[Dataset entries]

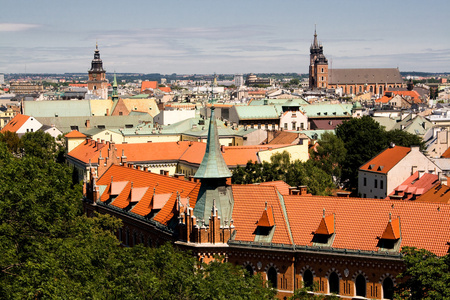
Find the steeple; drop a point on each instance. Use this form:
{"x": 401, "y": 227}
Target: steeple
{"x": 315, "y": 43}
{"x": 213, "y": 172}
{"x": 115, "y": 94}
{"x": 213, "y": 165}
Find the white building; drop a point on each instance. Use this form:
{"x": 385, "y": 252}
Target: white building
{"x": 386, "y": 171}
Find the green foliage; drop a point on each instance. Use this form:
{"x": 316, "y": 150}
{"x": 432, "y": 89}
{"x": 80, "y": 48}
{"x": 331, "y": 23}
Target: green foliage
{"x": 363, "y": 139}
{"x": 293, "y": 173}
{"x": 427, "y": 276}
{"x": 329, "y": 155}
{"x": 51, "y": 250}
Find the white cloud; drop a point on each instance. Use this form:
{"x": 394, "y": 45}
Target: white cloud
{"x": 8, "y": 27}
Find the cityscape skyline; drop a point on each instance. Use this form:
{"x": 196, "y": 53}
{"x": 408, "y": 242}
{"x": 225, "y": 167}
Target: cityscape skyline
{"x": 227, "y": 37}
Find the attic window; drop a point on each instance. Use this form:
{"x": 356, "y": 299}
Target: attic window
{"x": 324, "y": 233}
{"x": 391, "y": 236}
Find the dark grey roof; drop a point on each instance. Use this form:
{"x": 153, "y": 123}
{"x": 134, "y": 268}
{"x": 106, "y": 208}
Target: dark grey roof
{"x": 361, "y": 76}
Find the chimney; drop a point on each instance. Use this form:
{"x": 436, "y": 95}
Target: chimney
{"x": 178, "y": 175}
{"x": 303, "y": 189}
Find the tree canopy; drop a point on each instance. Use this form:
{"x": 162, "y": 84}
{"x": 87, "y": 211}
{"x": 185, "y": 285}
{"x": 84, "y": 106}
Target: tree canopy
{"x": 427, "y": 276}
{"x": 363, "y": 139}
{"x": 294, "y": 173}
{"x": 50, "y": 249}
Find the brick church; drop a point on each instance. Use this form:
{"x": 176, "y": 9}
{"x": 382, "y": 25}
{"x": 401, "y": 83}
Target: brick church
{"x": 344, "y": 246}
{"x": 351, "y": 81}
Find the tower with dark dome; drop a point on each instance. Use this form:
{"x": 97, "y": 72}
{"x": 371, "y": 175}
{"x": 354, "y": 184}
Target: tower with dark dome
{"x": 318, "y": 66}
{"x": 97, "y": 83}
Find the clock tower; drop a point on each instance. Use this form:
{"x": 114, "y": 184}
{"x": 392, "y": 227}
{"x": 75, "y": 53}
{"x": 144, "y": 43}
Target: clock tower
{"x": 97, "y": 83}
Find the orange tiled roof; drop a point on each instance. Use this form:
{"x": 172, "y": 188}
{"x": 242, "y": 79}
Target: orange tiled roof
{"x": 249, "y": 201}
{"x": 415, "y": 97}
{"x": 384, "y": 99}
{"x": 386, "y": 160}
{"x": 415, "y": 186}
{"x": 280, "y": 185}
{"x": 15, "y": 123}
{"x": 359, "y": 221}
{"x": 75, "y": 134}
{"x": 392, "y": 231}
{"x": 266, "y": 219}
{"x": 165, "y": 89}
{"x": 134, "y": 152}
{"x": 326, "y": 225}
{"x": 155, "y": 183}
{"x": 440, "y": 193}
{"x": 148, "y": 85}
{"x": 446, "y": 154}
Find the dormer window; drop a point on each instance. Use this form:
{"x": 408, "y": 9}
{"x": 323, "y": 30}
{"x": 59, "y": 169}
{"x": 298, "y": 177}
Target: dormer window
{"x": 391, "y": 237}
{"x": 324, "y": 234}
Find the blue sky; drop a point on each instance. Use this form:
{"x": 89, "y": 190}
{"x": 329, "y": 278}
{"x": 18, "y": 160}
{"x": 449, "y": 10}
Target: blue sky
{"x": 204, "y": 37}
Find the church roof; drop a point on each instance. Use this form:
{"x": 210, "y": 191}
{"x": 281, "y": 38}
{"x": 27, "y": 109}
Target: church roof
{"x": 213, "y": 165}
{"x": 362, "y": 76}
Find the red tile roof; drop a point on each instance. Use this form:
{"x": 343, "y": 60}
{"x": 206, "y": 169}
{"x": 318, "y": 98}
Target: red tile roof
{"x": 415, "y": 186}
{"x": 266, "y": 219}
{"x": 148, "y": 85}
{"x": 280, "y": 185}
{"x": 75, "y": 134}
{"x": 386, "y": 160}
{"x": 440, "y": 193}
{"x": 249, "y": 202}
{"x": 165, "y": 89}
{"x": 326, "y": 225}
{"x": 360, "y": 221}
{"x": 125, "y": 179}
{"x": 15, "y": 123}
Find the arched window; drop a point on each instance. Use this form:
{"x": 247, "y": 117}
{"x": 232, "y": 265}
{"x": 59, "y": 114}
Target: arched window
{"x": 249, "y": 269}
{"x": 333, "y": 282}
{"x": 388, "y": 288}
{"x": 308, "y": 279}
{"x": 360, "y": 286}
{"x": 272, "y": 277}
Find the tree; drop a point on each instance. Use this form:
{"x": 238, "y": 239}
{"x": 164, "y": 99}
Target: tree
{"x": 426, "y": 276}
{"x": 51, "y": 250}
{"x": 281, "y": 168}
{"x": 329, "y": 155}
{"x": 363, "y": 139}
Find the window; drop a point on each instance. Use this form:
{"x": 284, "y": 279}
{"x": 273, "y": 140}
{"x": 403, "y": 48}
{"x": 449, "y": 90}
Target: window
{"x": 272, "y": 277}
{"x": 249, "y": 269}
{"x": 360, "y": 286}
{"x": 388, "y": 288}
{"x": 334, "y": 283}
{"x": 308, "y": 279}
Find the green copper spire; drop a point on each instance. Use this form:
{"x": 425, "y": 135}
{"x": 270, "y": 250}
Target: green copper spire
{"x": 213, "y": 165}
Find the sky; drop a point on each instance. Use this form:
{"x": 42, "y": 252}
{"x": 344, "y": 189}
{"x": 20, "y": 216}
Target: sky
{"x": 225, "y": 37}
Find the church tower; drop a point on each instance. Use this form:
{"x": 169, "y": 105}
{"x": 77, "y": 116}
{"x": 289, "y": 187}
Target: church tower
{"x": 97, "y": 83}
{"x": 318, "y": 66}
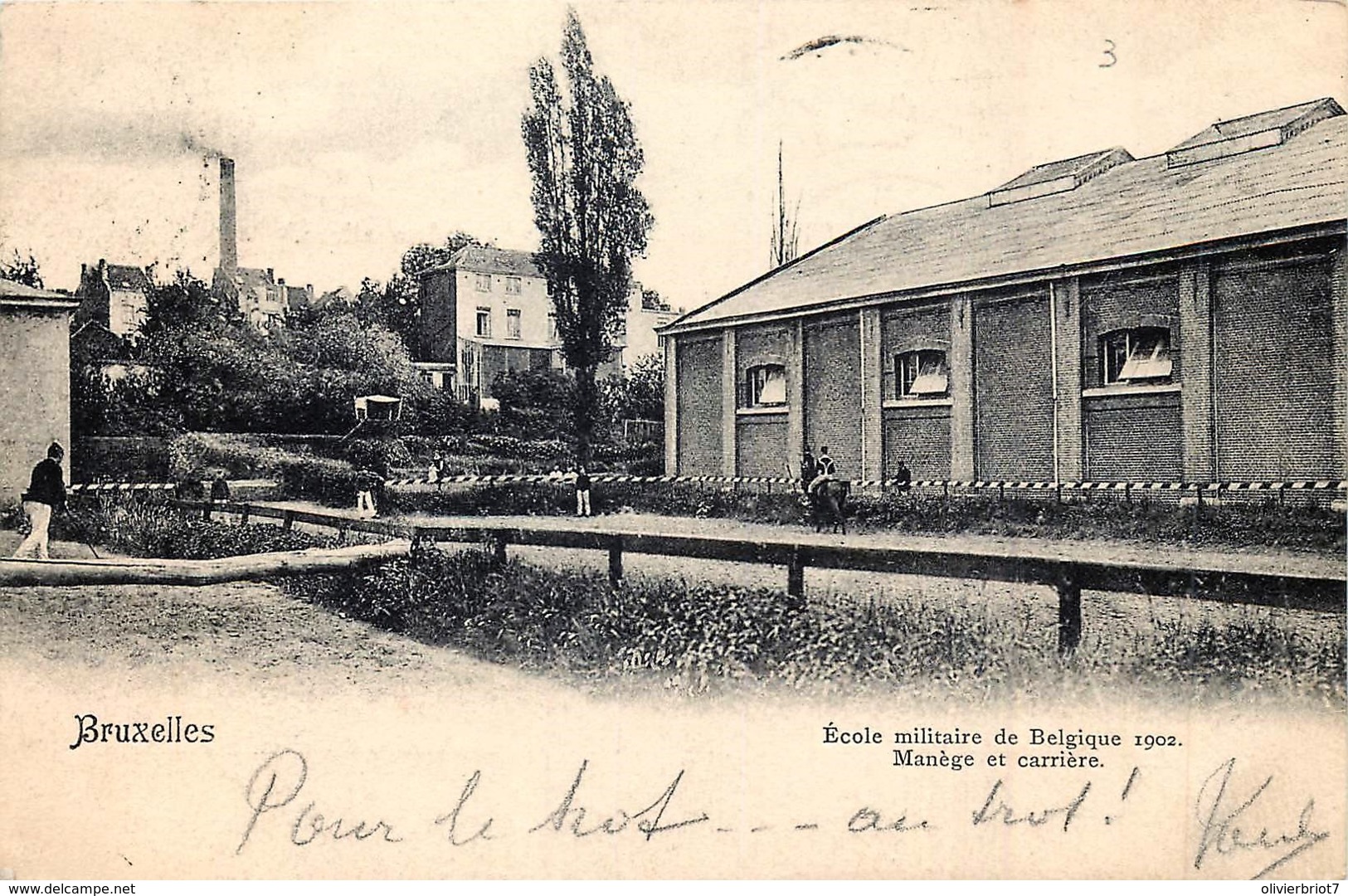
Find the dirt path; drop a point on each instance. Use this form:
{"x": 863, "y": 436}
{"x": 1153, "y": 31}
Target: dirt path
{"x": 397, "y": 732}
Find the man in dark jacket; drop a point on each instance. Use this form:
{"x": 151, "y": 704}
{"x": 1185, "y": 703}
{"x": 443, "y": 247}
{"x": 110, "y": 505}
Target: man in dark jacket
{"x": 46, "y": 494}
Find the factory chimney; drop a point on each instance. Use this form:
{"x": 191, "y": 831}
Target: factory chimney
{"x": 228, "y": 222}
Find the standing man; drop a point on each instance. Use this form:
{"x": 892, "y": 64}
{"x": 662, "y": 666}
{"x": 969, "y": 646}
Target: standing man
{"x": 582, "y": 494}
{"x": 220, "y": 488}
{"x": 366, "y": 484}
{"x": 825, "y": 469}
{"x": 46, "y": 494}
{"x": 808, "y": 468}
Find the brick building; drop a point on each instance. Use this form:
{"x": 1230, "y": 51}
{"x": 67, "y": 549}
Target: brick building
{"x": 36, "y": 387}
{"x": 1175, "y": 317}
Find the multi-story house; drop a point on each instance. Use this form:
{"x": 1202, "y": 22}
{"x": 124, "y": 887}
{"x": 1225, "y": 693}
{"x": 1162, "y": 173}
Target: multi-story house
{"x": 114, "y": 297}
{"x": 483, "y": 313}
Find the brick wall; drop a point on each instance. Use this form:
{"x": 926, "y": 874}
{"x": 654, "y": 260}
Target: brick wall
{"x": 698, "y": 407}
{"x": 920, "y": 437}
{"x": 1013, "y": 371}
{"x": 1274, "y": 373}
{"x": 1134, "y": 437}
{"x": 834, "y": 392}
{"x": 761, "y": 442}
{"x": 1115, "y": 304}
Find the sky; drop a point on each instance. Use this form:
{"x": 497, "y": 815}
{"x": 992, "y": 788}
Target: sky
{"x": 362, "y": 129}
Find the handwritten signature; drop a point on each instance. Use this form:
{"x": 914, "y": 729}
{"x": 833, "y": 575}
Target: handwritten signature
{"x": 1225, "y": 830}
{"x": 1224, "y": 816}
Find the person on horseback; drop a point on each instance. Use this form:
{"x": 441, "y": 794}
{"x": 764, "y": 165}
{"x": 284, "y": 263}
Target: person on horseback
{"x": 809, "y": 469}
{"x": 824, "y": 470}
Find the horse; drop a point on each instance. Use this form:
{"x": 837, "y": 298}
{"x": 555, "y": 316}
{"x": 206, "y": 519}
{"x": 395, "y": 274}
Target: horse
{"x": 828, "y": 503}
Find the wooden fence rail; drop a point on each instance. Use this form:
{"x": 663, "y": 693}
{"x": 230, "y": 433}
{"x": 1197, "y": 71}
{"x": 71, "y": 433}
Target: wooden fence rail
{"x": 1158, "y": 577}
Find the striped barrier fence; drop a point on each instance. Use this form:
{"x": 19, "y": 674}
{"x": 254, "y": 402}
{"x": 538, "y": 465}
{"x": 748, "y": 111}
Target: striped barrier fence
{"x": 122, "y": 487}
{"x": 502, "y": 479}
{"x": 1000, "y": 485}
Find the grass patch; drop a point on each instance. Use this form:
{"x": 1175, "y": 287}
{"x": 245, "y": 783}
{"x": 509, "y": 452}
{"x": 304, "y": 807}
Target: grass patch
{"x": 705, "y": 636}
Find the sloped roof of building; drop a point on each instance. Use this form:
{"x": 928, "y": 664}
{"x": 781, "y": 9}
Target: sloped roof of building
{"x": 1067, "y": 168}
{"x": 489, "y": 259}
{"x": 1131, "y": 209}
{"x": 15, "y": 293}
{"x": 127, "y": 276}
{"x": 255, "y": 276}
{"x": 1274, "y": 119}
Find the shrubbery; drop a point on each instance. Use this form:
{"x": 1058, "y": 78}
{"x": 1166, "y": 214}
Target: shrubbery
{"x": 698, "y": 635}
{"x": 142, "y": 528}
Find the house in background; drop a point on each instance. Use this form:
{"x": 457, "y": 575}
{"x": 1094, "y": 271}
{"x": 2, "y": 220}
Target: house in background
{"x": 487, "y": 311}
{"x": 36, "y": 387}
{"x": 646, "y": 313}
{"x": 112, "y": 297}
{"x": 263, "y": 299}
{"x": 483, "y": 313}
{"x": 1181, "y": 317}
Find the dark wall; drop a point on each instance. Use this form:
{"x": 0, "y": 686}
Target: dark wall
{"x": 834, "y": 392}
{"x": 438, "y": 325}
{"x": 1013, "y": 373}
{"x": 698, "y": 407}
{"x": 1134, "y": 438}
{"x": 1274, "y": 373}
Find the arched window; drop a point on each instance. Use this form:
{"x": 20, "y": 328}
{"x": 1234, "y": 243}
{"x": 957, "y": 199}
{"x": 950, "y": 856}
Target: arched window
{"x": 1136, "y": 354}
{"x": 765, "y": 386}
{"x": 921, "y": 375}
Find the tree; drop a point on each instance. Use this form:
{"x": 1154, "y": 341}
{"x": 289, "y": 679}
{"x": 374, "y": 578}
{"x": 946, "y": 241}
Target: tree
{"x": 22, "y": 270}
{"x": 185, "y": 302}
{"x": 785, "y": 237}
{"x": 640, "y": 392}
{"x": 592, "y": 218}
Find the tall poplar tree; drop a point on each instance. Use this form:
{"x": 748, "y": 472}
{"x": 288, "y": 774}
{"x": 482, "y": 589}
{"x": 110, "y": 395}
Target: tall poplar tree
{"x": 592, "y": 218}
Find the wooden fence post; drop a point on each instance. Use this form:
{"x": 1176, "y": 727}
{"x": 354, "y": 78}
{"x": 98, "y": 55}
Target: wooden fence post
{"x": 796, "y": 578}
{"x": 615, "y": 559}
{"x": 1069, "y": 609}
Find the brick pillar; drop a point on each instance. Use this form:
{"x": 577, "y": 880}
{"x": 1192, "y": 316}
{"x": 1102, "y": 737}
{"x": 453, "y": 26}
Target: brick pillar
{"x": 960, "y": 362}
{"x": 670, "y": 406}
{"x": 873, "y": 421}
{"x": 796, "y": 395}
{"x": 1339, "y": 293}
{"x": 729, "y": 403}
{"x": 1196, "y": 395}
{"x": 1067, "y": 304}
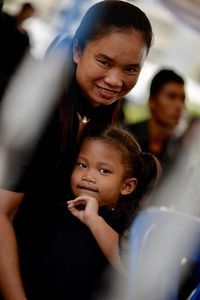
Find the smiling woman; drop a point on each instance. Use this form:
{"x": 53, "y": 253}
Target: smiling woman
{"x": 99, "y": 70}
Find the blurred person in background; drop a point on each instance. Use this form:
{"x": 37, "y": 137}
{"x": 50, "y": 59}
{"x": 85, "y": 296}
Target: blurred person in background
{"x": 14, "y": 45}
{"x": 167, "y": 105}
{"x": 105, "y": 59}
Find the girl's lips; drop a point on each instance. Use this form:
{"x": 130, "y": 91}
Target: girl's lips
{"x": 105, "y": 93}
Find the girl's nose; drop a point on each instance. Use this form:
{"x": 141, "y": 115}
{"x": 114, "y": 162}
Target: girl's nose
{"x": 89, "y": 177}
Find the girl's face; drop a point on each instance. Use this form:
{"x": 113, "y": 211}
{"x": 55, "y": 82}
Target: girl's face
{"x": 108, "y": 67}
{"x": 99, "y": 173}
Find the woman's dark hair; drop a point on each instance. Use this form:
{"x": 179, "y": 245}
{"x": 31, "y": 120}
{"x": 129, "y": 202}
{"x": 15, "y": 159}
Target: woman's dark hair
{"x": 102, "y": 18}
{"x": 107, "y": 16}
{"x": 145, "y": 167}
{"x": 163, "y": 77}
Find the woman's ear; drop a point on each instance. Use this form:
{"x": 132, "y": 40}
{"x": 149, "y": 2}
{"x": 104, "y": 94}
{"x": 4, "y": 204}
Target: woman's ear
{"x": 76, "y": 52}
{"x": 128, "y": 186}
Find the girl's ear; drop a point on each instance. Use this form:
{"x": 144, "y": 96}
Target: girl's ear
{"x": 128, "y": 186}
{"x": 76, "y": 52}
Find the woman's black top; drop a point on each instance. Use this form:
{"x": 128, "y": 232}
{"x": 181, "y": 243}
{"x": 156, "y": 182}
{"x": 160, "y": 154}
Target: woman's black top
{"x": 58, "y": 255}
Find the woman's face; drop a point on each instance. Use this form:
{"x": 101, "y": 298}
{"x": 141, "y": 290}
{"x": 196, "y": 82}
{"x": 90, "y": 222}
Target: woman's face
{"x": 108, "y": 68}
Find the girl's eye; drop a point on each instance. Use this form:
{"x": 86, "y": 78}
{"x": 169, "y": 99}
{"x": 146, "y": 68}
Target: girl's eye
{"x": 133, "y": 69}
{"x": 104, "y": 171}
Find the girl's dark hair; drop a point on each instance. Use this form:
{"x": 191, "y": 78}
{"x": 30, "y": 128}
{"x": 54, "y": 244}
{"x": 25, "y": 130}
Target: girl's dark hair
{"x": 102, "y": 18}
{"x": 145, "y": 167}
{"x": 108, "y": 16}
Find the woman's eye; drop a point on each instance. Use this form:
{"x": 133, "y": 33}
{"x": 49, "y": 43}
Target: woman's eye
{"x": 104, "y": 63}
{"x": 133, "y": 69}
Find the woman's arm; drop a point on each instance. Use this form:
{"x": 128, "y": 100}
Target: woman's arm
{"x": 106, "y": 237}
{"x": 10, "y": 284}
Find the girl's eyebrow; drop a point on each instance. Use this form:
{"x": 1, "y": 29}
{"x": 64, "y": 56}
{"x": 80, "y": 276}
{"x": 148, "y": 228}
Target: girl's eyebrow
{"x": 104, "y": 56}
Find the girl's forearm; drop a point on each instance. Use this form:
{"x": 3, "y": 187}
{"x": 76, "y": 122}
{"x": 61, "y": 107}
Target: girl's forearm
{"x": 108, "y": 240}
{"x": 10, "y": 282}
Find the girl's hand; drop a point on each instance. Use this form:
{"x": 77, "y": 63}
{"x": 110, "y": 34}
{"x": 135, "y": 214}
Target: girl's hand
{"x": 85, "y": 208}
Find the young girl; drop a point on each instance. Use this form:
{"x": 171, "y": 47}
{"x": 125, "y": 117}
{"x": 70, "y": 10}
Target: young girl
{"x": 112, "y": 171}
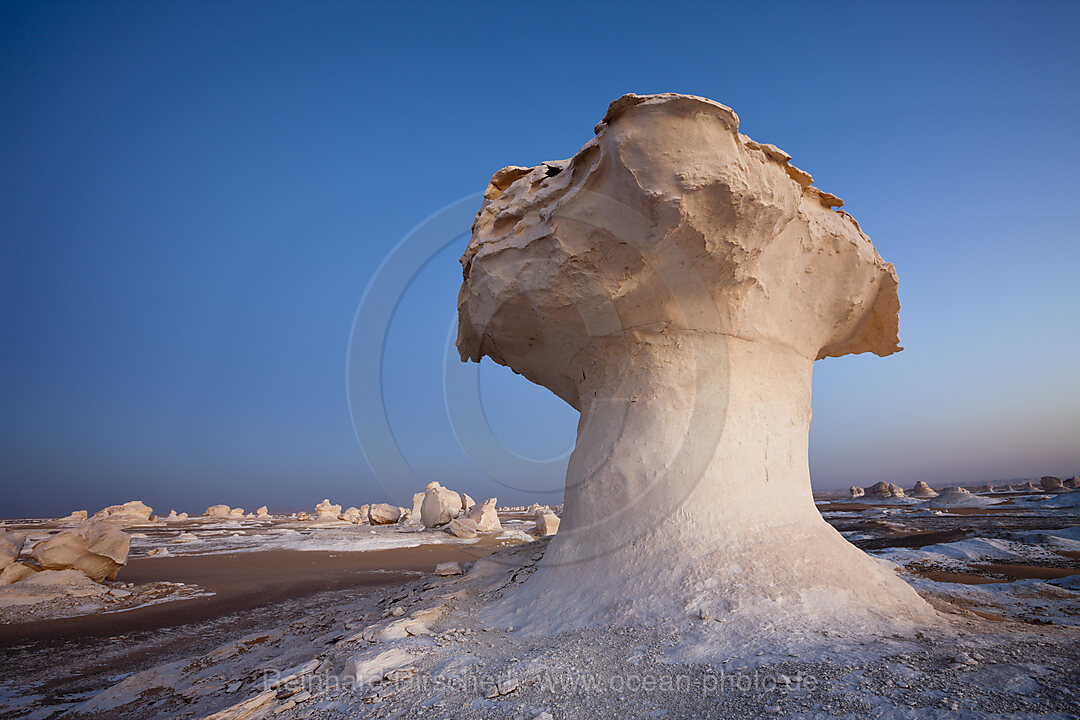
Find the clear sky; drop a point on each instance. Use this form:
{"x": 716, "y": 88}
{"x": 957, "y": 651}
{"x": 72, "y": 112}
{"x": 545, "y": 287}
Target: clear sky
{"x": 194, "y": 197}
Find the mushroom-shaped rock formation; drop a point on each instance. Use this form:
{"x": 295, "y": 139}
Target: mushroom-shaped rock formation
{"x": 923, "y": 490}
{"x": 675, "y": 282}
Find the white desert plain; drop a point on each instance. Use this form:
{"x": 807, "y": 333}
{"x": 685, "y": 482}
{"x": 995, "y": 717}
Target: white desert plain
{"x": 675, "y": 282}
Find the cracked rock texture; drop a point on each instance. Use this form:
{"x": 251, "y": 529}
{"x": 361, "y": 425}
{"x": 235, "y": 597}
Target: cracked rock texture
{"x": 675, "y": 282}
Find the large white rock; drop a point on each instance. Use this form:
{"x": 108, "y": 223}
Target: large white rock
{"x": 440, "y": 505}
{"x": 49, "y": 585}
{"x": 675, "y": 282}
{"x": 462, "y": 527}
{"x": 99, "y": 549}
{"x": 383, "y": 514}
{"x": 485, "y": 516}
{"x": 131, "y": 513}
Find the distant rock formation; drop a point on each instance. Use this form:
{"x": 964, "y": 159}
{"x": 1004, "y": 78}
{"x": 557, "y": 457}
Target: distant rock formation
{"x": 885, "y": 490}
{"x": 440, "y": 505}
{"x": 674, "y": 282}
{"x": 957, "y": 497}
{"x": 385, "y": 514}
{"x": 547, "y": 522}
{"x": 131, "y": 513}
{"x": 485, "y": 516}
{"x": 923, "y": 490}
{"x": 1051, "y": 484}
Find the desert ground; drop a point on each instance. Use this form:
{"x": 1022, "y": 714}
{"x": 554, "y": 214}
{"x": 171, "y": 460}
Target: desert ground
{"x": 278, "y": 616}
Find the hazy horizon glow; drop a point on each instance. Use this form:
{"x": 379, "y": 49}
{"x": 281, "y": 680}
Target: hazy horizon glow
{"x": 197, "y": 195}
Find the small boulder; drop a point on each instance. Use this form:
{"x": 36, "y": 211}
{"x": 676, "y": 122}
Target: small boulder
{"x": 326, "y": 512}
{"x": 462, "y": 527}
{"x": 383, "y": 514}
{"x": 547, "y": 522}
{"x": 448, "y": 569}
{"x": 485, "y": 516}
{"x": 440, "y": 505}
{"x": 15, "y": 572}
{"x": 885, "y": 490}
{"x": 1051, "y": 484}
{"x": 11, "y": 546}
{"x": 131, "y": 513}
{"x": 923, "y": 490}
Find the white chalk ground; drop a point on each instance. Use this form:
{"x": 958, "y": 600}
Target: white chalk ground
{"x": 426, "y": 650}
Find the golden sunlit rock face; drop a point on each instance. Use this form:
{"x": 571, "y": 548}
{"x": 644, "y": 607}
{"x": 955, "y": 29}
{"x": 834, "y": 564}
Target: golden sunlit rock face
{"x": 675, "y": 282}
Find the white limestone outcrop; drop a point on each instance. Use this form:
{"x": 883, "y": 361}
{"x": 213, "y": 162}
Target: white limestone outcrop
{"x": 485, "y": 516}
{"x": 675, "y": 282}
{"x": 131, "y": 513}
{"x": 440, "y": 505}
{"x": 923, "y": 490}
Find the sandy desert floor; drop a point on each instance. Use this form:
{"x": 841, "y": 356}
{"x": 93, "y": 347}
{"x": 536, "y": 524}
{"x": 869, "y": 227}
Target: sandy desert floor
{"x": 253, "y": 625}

■ About this task ■
Your answer must be the lines from the opening line of the entries through the line holding "Find the tree canopy;", written out exactly and without any picture.

■ Reply to the exercise ■
Find the steeple; drop a point on each instance. Use this form:
{"x": 401, "y": 227}
Target: steeple
{"x": 315, "y": 43}
{"x": 213, "y": 172}
{"x": 115, "y": 94}
{"x": 213, "y": 165}
Find the white building; drop a point on each instance. Use this form:
{"x": 385, "y": 252}
Target: white building
{"x": 386, "y": 171}
Find the green foliage; drop a point on each instance. Use this form:
{"x": 316, "y": 150}
{"x": 432, "y": 89}
{"x": 80, "y": 48}
{"x": 331, "y": 23}
Target: green foliage
{"x": 363, "y": 139}
{"x": 293, "y": 173}
{"x": 427, "y": 276}
{"x": 329, "y": 155}
{"x": 51, "y": 250}
Find the white cloud; drop a point on each instance. Use this form:
{"x": 394, "y": 45}
Target: white cloud
{"x": 8, "y": 27}
Find the cityscape skyline; drop a point on each instance. Use this form:
{"x": 196, "y": 53}
{"x": 408, "y": 242}
{"x": 225, "y": 167}
Target: cityscape skyline
{"x": 227, "y": 37}
Find the attic window; drop a point on each instance. Use this form:
{"x": 356, "y": 299}
Target: attic window
{"x": 324, "y": 233}
{"x": 391, "y": 236}
Find the dark grey roof; drop a point on each instance. Use this form:
{"x": 153, "y": 123}
{"x": 134, "y": 268}
{"x": 106, "y": 208}
Target: dark grey roof
{"x": 361, "y": 76}
Find the chimney; drop a point on each instance. Use this form:
{"x": 436, "y": 95}
Target: chimney
{"x": 178, "y": 175}
{"x": 303, "y": 189}
Find the tree canopy; drop a point on each instance. Use this form:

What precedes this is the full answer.